SELECTED PASSAGE:
The assassination today of the top law enforcement official in Kandahar province signals a dangerous escalation of Taliban violence and tactical sophistication that has chilled Afghanistan’s second-largest city.
The provincial police chief, Khan Mohammad Mujahid, died inside his headquarters in the early afternoon, the victim of a suicide bomber who somehow breached what is supposed to be one of the most heavily guarded places in the city.
Over the last six months, American-led forces have concentrated on wresting rural districts near the city from the Taliban, and NATO officials have insisted they have turned a corner in disabling the insurgency. But their operations have been accompanied by a surge of suicide attacks on local police in the provincial capital, killings of Afghan officials and threats to anyone working for the government.
In an interview earlier this week, the Afghan-Canadian provincial governor, Tooryalai Wesa, worried out loud that the Taliban was switching from battles with foreign forces to targeted attacks by militants who can blend into the crowds in the city’s serpentine alleyways and markets.

WORK ORDER A:
In the passage on the Kandahar police chief's killing, change "Kandahar" to "Helmand" and write out the stretch from "The assassination today" through "for the government.".
WORK ORDER B:
In the passage on the Kandahar police chief's killing, who is named as the provincial governor?

COLLECTED MATERIAL:
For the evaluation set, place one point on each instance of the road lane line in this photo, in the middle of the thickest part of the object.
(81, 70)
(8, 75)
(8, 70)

TASK SOLUTION A:
The assassination today of the top law enforcement official in Helmand province signals a dangerous escalation of Taliban violence and tactical sophistication that has chilled Afghanistan’s second-largest city.
The provincial police chief, Khan Mohammad Mujahid, died inside his headquarters in the early afternoon, the victim of a suicide bomber who somehow breached what is supposed to be one of the most heavily guarded places in the city.
Over the last six months, American-led forces have concentrated on wresting rural districts near the city from the Taliban, and NATO officials have insisted they have turned a corner in disabling the insurgency. But their operations have been accompanied by a surge of suicide attacks on local police in the provincial capital, killings of Afghan officials and threats to anyone working for the government.

TASK SOLUTION B:
Tooryalai Wesa